* _Task to complete_: Render the listing below as a JSON list of strings, with one string for each line and any blank lines left out.

─── Data shown

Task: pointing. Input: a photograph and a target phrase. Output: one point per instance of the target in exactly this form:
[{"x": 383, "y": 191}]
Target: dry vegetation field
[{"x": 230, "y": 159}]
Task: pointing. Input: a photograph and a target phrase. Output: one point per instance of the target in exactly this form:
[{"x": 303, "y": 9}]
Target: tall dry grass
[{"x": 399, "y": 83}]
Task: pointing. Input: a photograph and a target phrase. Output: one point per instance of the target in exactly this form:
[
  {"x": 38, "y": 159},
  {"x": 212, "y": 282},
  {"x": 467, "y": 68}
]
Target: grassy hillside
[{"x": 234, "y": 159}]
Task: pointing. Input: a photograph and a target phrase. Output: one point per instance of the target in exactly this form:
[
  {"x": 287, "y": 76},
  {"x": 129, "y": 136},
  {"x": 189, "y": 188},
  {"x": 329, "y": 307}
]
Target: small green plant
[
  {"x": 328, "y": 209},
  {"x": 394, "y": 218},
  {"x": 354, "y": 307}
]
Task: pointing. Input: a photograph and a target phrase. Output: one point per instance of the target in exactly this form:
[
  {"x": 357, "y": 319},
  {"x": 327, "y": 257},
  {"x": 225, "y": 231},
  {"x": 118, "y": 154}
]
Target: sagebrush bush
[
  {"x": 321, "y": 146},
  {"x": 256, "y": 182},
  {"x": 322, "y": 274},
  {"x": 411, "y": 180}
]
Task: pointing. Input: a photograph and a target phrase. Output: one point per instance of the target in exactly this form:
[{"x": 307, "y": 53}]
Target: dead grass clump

──────

* _Task solution_:
[
  "Task: pointing. Input: a photograph and a target phrase. Output: one point per instance of the target in exactly this form:",
  "[{\"x\": 383, \"y\": 191}]",
  "Target: dry vegetation field",
  "[{\"x\": 230, \"y\": 159}]",
  "Task: pointing. Input: a photograph and a target phrase. Output: one point per instance of the target in exactly this form:",
  "[{\"x\": 303, \"y\": 9}]",
  "Target: tall dry grass",
  "[{\"x\": 399, \"y\": 83}]",
  "Task: pointing. Input: a photograph and a target phrase. Output: one point per instance of the target in exactly this form:",
  "[",
  "  {\"x\": 38, \"y\": 159},",
  "  {\"x\": 212, \"y\": 282},",
  "  {\"x\": 467, \"y\": 68}",
  "]",
  "Target: grassy hillside",
  "[{\"x\": 234, \"y\": 159}]",
  "Task: pointing. Input: a photograph and a target phrase. Output: one point per instance of the target in exactly this form:",
  "[",
  "  {\"x\": 287, \"y\": 76},",
  "  {\"x\": 129, \"y\": 136},",
  "  {\"x\": 189, \"y\": 188},",
  "  {\"x\": 329, \"y\": 307}",
  "]",
  "Target: small green plant",
  "[",
  "  {\"x\": 328, \"y\": 209},",
  "  {\"x\": 394, \"y\": 218},",
  "  {\"x\": 354, \"y\": 307}",
  "]",
  "Task: pointing. Input: a photograph and a target phrase. Output: one point per instance of the target in exactly this form:",
  "[",
  "  {\"x\": 357, \"y\": 319},",
  "  {\"x\": 327, \"y\": 257},",
  "  {\"x\": 225, \"y\": 231},",
  "  {\"x\": 118, \"y\": 154}",
  "]",
  "Target: sagebrush bush",
  "[",
  "  {\"x\": 321, \"y\": 146},",
  "  {\"x\": 256, \"y\": 182},",
  "  {\"x\": 322, \"y\": 274},",
  "  {\"x\": 411, \"y\": 180}",
  "]",
  "Task: pointing. Input: a photograph and a target phrase. Output: one point per instance of the target in exactly this form:",
  "[{\"x\": 307, \"y\": 53}]",
  "Target: dead grass clump"
]